Records for the task:
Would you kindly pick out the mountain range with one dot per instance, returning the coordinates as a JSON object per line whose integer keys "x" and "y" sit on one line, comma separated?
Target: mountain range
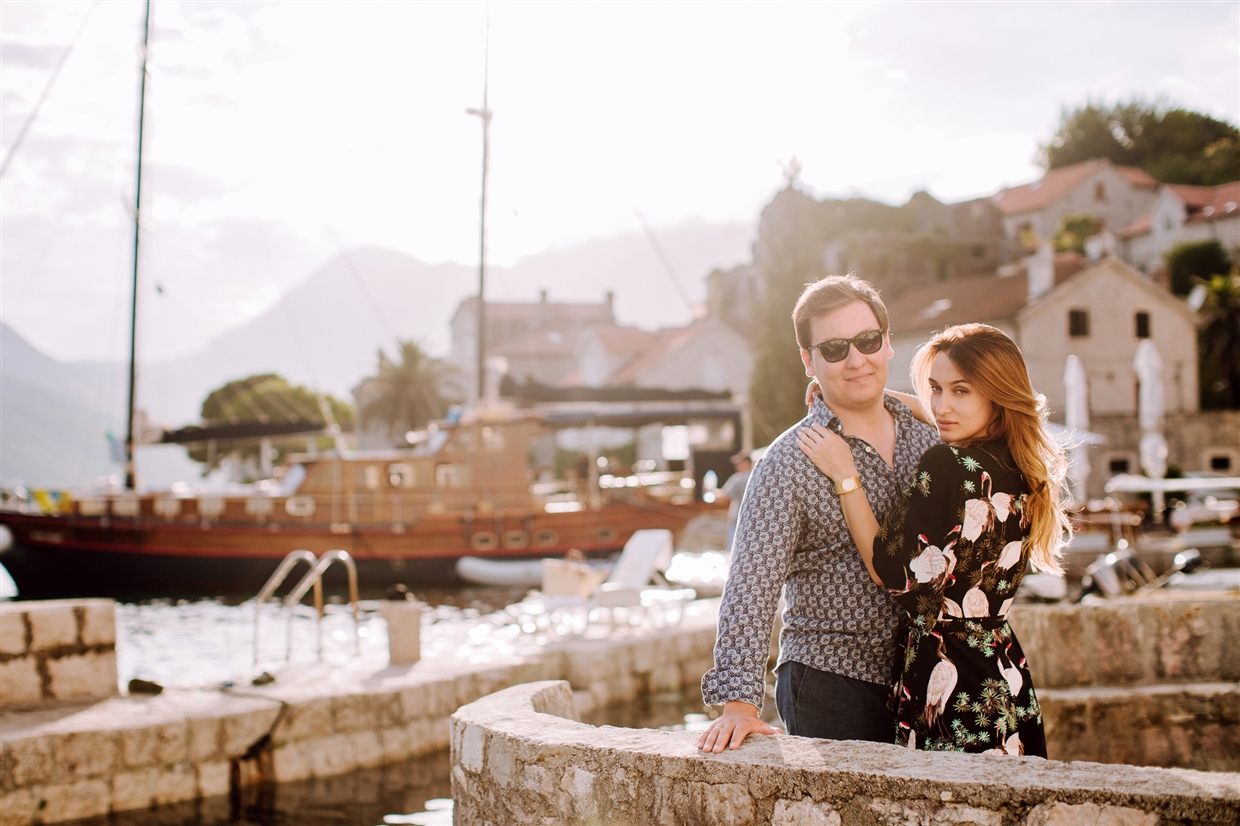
{"x": 326, "y": 331}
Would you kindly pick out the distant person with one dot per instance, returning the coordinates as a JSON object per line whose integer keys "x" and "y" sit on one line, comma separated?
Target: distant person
{"x": 837, "y": 645}
{"x": 734, "y": 488}
{"x": 954, "y": 551}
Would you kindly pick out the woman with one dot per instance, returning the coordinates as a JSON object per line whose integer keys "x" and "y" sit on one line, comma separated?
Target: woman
{"x": 981, "y": 507}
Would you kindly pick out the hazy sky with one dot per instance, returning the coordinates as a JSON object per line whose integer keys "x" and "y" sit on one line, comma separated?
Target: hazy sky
{"x": 279, "y": 132}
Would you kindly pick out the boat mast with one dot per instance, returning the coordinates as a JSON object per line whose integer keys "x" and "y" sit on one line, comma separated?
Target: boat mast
{"x": 485, "y": 115}
{"x": 130, "y": 480}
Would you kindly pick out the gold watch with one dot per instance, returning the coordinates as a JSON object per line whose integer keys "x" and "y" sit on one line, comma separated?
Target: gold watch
{"x": 848, "y": 485}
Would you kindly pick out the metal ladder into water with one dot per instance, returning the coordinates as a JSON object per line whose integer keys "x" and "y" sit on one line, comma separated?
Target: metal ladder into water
{"x": 313, "y": 578}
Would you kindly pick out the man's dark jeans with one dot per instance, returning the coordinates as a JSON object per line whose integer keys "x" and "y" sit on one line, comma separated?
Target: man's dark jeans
{"x": 820, "y": 703}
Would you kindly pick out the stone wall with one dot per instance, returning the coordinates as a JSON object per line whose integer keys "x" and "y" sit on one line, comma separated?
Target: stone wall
{"x": 57, "y": 650}
{"x": 319, "y": 721}
{"x": 520, "y": 757}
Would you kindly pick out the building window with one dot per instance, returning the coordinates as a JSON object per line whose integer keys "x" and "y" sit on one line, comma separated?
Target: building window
{"x": 1078, "y": 324}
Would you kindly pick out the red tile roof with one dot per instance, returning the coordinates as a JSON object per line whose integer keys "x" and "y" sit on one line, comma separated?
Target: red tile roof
{"x": 544, "y": 342}
{"x": 1223, "y": 202}
{"x": 983, "y": 299}
{"x": 1058, "y": 181}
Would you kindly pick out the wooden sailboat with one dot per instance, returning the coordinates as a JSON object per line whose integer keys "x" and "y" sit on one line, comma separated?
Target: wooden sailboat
{"x": 406, "y": 516}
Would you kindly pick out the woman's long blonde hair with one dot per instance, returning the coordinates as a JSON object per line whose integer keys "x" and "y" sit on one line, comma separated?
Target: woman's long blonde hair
{"x": 992, "y": 362}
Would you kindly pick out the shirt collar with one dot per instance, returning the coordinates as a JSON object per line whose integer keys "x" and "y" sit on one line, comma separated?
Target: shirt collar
{"x": 822, "y": 414}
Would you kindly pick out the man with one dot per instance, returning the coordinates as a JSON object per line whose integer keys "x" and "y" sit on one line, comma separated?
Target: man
{"x": 837, "y": 644}
{"x": 734, "y": 489}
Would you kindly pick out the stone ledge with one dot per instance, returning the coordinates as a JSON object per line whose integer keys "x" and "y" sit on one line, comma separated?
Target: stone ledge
{"x": 513, "y": 764}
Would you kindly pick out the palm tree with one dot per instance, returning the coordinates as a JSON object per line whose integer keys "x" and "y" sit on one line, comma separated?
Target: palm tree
{"x": 1219, "y": 340}
{"x": 406, "y": 395}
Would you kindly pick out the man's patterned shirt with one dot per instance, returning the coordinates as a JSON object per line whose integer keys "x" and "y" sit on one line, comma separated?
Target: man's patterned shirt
{"x": 791, "y": 536}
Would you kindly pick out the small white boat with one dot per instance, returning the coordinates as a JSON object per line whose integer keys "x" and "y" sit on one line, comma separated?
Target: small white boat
{"x": 512, "y": 573}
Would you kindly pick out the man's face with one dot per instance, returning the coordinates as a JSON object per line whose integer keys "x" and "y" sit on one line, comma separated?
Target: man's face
{"x": 858, "y": 380}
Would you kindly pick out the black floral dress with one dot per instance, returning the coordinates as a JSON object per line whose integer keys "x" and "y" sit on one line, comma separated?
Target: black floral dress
{"x": 954, "y": 553}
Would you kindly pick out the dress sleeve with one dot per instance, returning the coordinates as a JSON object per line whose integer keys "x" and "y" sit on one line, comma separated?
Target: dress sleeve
{"x": 926, "y": 516}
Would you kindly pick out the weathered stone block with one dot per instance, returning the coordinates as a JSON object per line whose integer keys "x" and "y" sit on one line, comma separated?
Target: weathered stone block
{"x": 84, "y": 754}
{"x": 394, "y": 742}
{"x": 238, "y": 732}
{"x": 289, "y": 763}
{"x": 308, "y": 719}
{"x": 471, "y": 750}
{"x": 352, "y": 713}
{"x": 404, "y": 631}
{"x": 579, "y": 785}
{"x": 203, "y": 738}
{"x": 75, "y": 800}
{"x": 329, "y": 755}
{"x": 213, "y": 779}
{"x": 727, "y": 804}
{"x": 804, "y": 812}
{"x": 500, "y": 762}
{"x": 30, "y": 759}
{"x": 87, "y": 676}
{"x": 13, "y": 630}
{"x": 17, "y": 808}
{"x": 98, "y": 621}
{"x": 132, "y": 790}
{"x": 413, "y": 702}
{"x": 1089, "y": 814}
{"x": 174, "y": 784}
{"x": 155, "y": 744}
{"x": 51, "y": 625}
{"x": 899, "y": 812}
{"x": 366, "y": 748}
{"x": 20, "y": 683}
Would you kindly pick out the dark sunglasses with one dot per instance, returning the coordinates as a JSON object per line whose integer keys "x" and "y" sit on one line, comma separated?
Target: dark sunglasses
{"x": 837, "y": 349}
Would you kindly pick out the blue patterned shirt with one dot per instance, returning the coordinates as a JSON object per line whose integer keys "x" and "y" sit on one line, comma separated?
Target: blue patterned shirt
{"x": 792, "y": 537}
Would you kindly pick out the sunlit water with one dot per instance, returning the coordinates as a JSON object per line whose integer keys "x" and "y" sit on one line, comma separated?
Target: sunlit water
{"x": 210, "y": 643}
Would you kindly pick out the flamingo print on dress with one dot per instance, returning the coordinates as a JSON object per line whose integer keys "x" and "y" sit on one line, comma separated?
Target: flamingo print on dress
{"x": 975, "y": 602}
{"x": 934, "y": 564}
{"x": 980, "y": 512}
{"x": 1011, "y": 555}
{"x": 1011, "y": 672}
{"x": 943, "y": 682}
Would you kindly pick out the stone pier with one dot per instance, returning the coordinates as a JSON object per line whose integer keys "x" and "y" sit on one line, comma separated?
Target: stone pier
{"x": 520, "y": 757}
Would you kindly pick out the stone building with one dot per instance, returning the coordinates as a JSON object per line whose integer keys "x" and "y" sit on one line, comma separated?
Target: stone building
{"x": 1182, "y": 213}
{"x": 1115, "y": 195}
{"x": 1059, "y": 305}
{"x": 536, "y": 337}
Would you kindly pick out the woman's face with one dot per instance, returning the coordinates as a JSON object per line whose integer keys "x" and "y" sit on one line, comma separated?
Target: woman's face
{"x": 960, "y": 409}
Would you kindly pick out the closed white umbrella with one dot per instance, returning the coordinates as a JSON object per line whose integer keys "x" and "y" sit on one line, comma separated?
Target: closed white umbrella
{"x": 1076, "y": 422}
{"x": 1151, "y": 406}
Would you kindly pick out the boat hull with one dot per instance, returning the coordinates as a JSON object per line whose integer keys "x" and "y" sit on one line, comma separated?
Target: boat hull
{"x": 70, "y": 556}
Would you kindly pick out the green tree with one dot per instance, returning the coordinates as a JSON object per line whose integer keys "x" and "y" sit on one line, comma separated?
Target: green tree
{"x": 1194, "y": 262}
{"x": 1074, "y": 230}
{"x": 1173, "y": 145}
{"x": 265, "y": 398}
{"x": 406, "y": 395}
{"x": 789, "y": 252}
{"x": 1219, "y": 341}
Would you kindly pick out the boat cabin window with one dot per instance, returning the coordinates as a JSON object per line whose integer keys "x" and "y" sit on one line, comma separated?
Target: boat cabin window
{"x": 401, "y": 475}
{"x": 451, "y": 475}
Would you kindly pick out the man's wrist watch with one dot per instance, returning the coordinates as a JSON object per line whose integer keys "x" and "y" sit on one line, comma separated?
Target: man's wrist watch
{"x": 848, "y": 485}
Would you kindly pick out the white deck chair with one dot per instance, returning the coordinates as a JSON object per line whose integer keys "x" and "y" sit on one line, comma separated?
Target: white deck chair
{"x": 645, "y": 556}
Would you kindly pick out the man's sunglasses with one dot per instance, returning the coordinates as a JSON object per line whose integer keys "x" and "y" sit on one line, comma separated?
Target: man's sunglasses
{"x": 837, "y": 349}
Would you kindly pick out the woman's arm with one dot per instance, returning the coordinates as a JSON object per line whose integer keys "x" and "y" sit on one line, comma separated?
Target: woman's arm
{"x": 832, "y": 455}
{"x": 913, "y": 402}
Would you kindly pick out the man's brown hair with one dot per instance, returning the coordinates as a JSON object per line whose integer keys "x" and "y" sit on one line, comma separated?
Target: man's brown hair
{"x": 830, "y": 294}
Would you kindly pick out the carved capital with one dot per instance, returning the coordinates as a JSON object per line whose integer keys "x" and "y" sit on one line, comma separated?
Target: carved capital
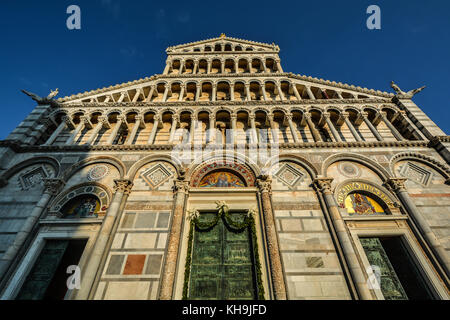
{"x": 323, "y": 184}
{"x": 397, "y": 184}
{"x": 53, "y": 186}
{"x": 68, "y": 122}
{"x": 180, "y": 186}
{"x": 264, "y": 184}
{"x": 123, "y": 185}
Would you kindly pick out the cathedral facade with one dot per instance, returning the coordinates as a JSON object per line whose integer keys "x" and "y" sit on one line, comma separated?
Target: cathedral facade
{"x": 226, "y": 177}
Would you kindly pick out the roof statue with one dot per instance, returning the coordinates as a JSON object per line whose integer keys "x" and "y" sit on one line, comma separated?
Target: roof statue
{"x": 47, "y": 100}
{"x": 403, "y": 94}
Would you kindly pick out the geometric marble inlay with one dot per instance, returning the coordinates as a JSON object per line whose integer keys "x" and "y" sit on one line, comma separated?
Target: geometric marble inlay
{"x": 289, "y": 175}
{"x": 349, "y": 170}
{"x": 155, "y": 176}
{"x": 98, "y": 172}
{"x": 33, "y": 177}
{"x": 416, "y": 173}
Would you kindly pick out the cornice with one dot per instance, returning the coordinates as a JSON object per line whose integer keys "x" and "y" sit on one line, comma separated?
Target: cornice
{"x": 255, "y": 103}
{"x": 247, "y": 75}
{"x": 180, "y": 46}
{"x": 167, "y": 147}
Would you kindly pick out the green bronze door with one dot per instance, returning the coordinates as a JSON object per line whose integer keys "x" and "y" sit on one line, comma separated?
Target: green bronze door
{"x": 390, "y": 284}
{"x": 41, "y": 275}
{"x": 222, "y": 262}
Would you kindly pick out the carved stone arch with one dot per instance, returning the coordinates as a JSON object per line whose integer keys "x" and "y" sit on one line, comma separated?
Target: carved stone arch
{"x": 258, "y": 108}
{"x": 102, "y": 192}
{"x": 258, "y": 81}
{"x": 440, "y": 167}
{"x": 149, "y": 110}
{"x": 278, "y": 108}
{"x": 223, "y": 108}
{"x": 68, "y": 173}
{"x": 371, "y": 164}
{"x": 387, "y": 200}
{"x": 156, "y": 157}
{"x": 240, "y": 164}
{"x": 304, "y": 163}
{"x": 369, "y": 107}
{"x": 5, "y": 176}
{"x": 96, "y": 111}
{"x": 297, "y": 109}
{"x": 333, "y": 108}
{"x": 185, "y": 109}
{"x": 56, "y": 112}
{"x": 74, "y": 112}
{"x": 224, "y": 80}
{"x": 202, "y": 109}
{"x": 110, "y": 112}
{"x": 346, "y": 108}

Problem to work on:
Using the entries above, return exactly the lines from the line with "Would you kindly pick out the man's patterned" to the line with "Would you kindly pick out the black", counting both of those lines.

Answer section:
Would you kindly pick out the man's patterned shirt with one dot per instance, returning the coordinates as a JSON object per line whose integer keys "x" and "y" sit on one line, comma separated?
Target: man's patterned shirt
{"x": 791, "y": 536}
Would you kindly pick out the small white boat with one dot per instance, returning the coordinates as a JSON object per line whose integer keys "x" and "y" sit on one line, comma separated?
Target: small white boat
{"x": 512, "y": 573}
Would you kindly pick out the man's face with one dot per instance, returning the coordinates as a JSON object per line whose integer keys "x" and "y" sit on one line, comma separated?
Target: man's face
{"x": 858, "y": 380}
Would you kindly pick out the black floral dress with one dot per instance, returning the coordinates as a JSON object per line whose integer keys "x" and "y" sit on one line, comma separated?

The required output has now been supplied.